Update the lines from the one containing "Task: put a dot on each instance of the dark gray" down through the one containing "(1074, 583)", replacing "put a dot on" with "place a mark on" and leaving everything else unchanged. Give only those lines.

## SUPPLIED MATERIAL
________________

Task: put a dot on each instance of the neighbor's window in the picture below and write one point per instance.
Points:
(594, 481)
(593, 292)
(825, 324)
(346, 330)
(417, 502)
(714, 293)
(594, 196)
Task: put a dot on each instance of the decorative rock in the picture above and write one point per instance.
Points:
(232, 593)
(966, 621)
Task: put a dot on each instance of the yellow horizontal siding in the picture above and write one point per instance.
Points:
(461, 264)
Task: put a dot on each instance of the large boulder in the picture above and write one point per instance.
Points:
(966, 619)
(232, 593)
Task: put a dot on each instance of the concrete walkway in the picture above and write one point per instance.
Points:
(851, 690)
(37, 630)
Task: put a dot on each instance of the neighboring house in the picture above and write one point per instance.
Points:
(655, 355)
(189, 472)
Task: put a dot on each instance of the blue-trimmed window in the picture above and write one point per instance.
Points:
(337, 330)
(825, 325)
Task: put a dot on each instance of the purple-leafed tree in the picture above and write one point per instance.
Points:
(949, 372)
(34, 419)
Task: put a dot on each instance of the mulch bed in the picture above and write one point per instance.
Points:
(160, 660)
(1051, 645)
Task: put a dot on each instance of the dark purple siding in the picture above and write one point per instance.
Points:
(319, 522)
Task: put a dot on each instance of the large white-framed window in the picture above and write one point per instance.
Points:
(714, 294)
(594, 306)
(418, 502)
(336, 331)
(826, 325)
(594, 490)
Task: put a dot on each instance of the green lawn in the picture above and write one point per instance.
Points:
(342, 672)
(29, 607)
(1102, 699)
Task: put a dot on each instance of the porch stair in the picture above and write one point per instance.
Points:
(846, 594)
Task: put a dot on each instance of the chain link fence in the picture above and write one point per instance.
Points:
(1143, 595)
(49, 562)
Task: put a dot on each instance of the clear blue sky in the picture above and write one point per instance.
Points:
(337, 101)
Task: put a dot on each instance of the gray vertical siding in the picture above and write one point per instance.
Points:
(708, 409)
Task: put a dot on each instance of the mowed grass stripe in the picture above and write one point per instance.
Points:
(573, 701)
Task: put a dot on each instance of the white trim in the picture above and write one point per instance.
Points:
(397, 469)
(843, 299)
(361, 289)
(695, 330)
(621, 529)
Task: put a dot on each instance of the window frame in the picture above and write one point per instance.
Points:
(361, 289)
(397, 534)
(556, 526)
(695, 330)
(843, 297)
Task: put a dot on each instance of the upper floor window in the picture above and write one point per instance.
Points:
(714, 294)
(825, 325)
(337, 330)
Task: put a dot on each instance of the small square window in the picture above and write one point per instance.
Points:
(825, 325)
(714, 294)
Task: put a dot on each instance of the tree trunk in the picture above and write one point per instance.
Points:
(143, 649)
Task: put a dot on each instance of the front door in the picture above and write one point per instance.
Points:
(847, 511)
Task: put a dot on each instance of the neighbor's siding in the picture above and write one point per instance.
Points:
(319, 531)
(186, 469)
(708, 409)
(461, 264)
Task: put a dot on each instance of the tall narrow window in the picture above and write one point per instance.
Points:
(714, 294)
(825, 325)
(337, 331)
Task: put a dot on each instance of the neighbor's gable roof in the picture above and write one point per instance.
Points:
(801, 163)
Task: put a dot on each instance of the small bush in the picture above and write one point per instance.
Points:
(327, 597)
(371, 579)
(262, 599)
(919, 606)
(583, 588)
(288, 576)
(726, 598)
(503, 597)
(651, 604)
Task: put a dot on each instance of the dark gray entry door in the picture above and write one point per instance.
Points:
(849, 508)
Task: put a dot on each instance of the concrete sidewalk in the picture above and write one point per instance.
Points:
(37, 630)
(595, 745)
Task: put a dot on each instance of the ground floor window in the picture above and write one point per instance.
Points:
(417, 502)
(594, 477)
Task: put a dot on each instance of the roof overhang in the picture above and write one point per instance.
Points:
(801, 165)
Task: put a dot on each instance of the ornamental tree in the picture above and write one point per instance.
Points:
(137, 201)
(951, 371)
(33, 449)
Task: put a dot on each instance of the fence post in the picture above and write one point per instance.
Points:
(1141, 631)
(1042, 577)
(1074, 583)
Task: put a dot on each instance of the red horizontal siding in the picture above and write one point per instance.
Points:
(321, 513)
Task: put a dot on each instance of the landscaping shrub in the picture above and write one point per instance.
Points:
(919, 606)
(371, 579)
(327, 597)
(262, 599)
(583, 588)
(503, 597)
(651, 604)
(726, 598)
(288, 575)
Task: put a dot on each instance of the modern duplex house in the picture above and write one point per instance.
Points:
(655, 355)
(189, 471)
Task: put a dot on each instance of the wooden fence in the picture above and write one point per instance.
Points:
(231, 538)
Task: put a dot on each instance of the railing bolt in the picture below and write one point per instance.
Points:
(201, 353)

________________

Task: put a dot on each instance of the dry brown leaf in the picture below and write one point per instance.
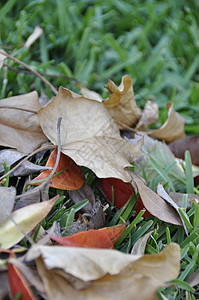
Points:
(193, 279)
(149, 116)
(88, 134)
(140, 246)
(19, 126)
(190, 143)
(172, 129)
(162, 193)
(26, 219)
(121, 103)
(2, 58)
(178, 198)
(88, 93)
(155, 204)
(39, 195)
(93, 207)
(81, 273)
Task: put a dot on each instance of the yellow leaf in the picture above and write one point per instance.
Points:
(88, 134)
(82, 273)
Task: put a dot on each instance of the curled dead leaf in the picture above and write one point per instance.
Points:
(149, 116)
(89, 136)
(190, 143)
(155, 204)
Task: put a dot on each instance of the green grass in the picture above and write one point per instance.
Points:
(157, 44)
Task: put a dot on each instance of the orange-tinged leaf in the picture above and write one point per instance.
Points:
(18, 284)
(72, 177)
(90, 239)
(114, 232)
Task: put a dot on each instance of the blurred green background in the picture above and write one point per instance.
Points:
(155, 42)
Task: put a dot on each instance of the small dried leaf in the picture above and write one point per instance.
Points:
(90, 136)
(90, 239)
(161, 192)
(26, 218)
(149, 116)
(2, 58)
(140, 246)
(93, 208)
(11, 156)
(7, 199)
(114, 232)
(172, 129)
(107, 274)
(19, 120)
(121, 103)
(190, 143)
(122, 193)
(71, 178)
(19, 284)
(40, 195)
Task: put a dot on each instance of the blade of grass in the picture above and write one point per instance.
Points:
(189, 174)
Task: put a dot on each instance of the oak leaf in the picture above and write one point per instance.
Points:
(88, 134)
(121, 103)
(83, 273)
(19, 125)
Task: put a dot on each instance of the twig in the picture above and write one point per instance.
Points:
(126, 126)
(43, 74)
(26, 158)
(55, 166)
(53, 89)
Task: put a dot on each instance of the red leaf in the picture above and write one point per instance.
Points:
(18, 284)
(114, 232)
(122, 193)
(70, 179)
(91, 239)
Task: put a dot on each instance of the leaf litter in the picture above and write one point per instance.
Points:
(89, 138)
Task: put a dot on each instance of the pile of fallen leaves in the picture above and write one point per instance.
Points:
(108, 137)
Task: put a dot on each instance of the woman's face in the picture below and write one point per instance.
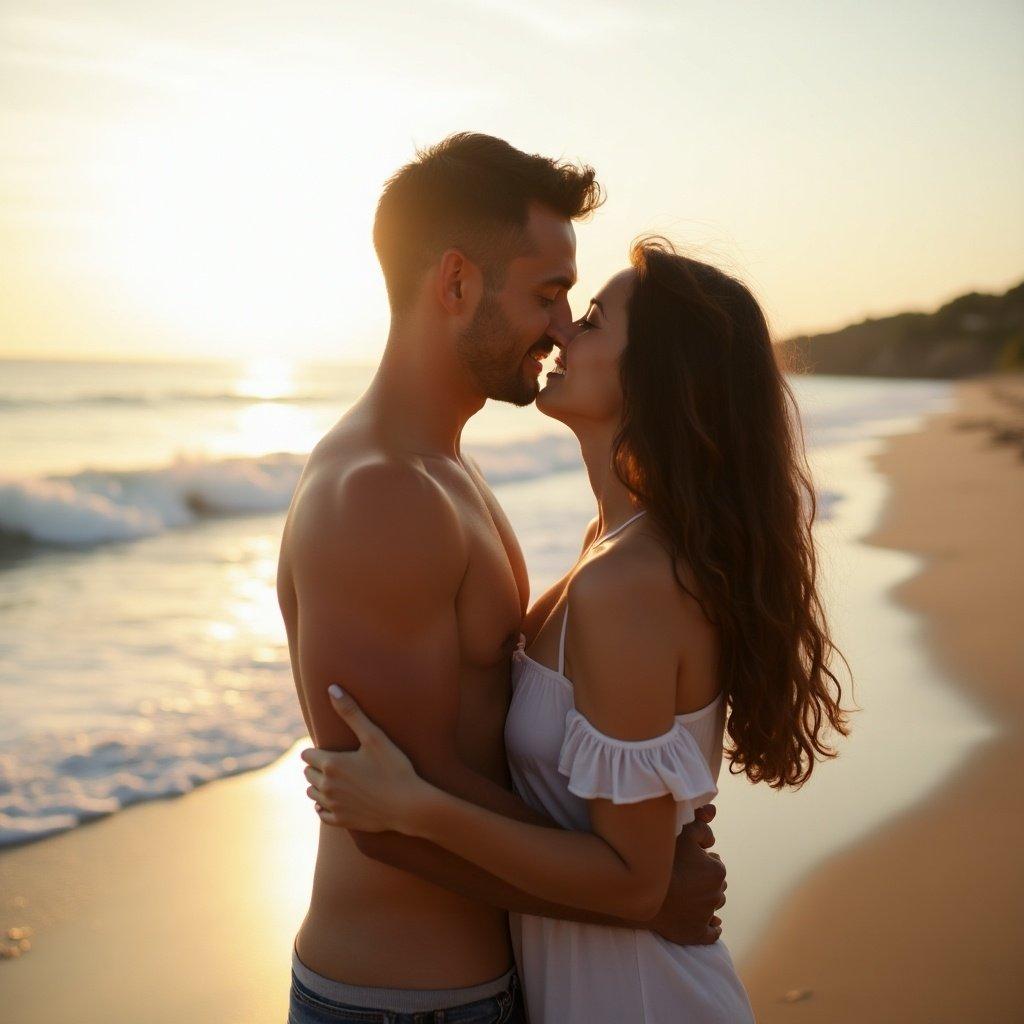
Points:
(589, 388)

________________

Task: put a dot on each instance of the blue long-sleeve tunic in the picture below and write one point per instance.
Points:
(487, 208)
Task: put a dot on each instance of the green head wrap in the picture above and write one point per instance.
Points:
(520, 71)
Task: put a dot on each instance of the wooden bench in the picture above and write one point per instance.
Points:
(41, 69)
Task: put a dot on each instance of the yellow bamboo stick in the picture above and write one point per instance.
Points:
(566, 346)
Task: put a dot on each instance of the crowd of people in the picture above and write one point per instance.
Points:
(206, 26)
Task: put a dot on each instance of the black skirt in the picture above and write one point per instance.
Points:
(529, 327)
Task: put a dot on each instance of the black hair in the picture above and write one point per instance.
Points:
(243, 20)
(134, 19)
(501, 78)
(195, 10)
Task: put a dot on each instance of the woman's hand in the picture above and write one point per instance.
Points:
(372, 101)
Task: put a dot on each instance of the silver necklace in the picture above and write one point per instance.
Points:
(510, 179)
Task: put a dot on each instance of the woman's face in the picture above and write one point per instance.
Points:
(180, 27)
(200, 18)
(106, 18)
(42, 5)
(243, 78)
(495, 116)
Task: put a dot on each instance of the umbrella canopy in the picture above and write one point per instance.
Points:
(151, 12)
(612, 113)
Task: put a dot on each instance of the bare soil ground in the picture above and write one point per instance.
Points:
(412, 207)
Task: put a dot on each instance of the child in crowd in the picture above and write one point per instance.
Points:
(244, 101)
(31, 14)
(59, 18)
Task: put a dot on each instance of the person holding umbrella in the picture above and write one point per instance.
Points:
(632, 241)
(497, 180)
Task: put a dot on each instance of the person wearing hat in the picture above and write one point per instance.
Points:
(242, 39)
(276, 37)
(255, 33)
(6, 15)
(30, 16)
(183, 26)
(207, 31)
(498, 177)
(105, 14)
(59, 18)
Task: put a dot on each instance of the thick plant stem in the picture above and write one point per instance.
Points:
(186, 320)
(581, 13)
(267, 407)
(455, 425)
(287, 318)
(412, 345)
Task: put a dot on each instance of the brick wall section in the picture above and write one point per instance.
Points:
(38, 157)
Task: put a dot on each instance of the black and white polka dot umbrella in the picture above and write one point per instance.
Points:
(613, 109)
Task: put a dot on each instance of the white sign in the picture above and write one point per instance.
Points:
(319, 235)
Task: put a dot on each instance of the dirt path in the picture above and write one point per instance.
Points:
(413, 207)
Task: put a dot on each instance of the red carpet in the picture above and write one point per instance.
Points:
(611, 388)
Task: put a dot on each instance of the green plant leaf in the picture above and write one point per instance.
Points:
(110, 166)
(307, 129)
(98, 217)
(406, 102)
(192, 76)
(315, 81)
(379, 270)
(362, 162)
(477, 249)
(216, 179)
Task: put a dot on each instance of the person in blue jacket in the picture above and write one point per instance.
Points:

________________

## SOLVED PROBLEM
Task: place a mark on each instance of the dark gray entry door in the picture above and write one point per instance.
Points:
(849, 508)
Task: place a mark on each instance of the concrete sidewalk in the picture above and write one point per instance.
Points:
(37, 630)
(595, 745)
Task: place a mark on each instance of the ground floor window in the picture above and write one point per instance.
Points:
(417, 502)
(594, 477)
Task: place a mark on each instance of the roof overhang in the picture above and write one point per instance.
Points:
(801, 165)
Task: place a mark on each instance of the ornamental tree in the picture above and write one point per instance.
Points:
(137, 201)
(951, 371)
(33, 449)
Task: place a mark on each instance of the fence post in the picture above and write one point per instance.
Points:
(1141, 631)
(1042, 577)
(1074, 583)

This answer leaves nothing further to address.